═════ DATA FOR THIS EXERCISE ═════

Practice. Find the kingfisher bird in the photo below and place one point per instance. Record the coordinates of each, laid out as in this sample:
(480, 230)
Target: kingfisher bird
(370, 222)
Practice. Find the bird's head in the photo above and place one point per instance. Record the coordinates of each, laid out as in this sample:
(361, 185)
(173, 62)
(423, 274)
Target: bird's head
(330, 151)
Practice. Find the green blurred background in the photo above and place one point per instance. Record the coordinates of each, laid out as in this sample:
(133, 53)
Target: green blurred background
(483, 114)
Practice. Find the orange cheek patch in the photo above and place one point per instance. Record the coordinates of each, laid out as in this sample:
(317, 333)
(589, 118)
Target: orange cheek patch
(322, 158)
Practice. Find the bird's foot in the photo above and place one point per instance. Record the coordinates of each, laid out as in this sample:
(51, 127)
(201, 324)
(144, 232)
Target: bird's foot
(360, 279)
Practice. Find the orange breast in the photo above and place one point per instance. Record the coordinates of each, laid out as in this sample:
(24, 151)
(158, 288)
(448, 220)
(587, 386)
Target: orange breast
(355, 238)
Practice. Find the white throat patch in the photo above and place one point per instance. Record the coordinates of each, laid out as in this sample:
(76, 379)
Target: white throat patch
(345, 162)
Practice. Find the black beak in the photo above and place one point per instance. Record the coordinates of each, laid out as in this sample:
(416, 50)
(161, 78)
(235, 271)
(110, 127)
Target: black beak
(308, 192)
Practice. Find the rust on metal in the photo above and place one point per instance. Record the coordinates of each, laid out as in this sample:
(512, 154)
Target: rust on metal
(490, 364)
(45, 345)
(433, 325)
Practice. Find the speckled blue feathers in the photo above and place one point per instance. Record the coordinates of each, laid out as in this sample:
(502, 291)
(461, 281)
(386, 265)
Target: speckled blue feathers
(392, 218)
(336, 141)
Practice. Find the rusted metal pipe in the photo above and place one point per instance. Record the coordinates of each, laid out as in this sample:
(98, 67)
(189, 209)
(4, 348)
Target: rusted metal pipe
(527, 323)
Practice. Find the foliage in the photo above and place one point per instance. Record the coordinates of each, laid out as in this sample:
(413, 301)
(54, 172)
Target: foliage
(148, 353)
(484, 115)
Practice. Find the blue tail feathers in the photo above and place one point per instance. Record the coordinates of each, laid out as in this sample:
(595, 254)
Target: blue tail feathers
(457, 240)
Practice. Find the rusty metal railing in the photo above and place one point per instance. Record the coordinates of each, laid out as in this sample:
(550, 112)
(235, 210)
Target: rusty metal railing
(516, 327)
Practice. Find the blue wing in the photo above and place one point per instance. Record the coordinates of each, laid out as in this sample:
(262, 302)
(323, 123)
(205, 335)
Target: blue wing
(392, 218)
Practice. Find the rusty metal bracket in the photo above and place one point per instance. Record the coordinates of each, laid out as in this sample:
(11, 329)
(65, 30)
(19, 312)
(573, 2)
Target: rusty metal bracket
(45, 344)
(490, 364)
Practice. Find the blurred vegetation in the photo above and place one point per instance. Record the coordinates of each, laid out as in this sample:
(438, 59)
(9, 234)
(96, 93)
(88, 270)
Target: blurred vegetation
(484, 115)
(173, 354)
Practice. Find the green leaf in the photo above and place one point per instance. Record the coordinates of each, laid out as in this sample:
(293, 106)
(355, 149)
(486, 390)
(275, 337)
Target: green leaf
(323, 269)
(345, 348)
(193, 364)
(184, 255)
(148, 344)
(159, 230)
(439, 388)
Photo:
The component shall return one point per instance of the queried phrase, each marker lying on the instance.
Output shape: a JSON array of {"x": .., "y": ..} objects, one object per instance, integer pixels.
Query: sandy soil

═════

Each line above should be output exactly as written.

### OUTPUT BELOW
Practice. Find the kingfisher bird in the photo below and place one point per instance. Record the coordinates of each, laid out as in this sample:
(480, 230)
Target: kingfisher bird
(370, 222)
Practice. Find the bird's head in the photo above and place one point per instance. Record the coordinates of each, laid out as in this sample:
(361, 185)
(173, 62)
(423, 274)
Target: bird's head
(330, 151)
Practice. Find the green blurred background in the photo above and place one point per instance. Record the coordinates of each, laid out as in this sample:
(133, 53)
Target: green blurred background
(483, 114)
Practice. Find the orange cheek patch in the photo above and place one point per instance. Record the coordinates of each, laid out as in this sample:
(317, 333)
(589, 118)
Target: orange cheek patch
(322, 158)
Practice. Find the bird's foot in the photo above and place one point per instance. Record the coordinates of each, laid out as in this sample:
(51, 127)
(201, 324)
(144, 232)
Target: bird's foot
(360, 279)
Practice. Find the orange breast in the photo above and place one point per instance. Record the coordinates of each, laid out as in this sample:
(24, 151)
(158, 288)
(448, 220)
(587, 386)
Target: orange breast
(355, 238)
Practice. Find the white throat patch in the photo above and place one point per instance. Record the coordinates of each, laid out as in this sample:
(76, 379)
Target: white throat patch
(345, 162)
Practice. Find the black beak in the photo above and place one point per instance. Record the coordinates of each, laid out as in this sample:
(416, 50)
(161, 78)
(235, 271)
(110, 127)
Target: black beak
(308, 192)
Practice. Find the rust on metal in the photo above and place one point per instance. Record the coordinates of each, laid out as in this sample:
(512, 154)
Target: rust on metal
(490, 364)
(45, 345)
(433, 325)
Practice. Find the speckled blue feathers in the photo above and place one point per instance. Record the coordinates of each, laid out as in this sample:
(502, 291)
(461, 281)
(386, 265)
Target: speckled blue feathers
(392, 218)
(336, 141)
Practice. Find the rusted metal pipe in the photo above and place one point per instance. Record the coordinates of each, laid out as in this sample:
(98, 67)
(189, 209)
(4, 348)
Target: rusted metal pipe
(527, 323)
Practice. Find the foliage in the photo above and place one point per instance. Record the coordinates of each, laid out as in this sample:
(413, 301)
(54, 172)
Target: foliage
(148, 353)
(484, 115)
Practice. Find the blue tail feathers in the photo above and place one point per instance. Record the coordinates of each, laid out as in this sample:
(595, 254)
Target: blue tail feathers
(457, 240)
Practice. Find the rusty metal railing in the photo above and place one point per instance. Record the coordinates of each, laid out as in this sample:
(550, 112)
(235, 210)
Target: rusty metal railing
(516, 327)
Practice. Find the blue wing in the photo above and place one point per instance. Record the coordinates of each, laid out as in this sample:
(262, 302)
(323, 123)
(205, 335)
Target: blue wing
(392, 218)
Practice. Find the rusty metal bracket in the photo above and place one point per instance. Record the coordinates of each, laid out as in this sample:
(11, 329)
(65, 30)
(19, 312)
(573, 2)
Target: rusty metal bracket
(45, 344)
(490, 364)
Practice. Find the blurred vegetation in the photo above and place one point per instance. Record the coordinates of each, laid out as in this sample:
(438, 59)
(9, 234)
(96, 93)
(88, 270)
Target: blurred vegetation
(484, 115)
(173, 354)
Practice. Find the green leaf in the photo above and place one point per instance. Record the coordinates of each, laid out as in this sample:
(293, 106)
(355, 149)
(486, 390)
(275, 337)
Target: green leaf
(323, 269)
(345, 348)
(193, 364)
(184, 255)
(148, 344)
(159, 230)
(439, 388)
Photo:
The component shall return one point per instance of the queried phrase, each marker lying on the instance.
Output shape: a JSON array of {"x": .., "y": ..} objects, one object per instance, integer pixels.
Query: sandy soil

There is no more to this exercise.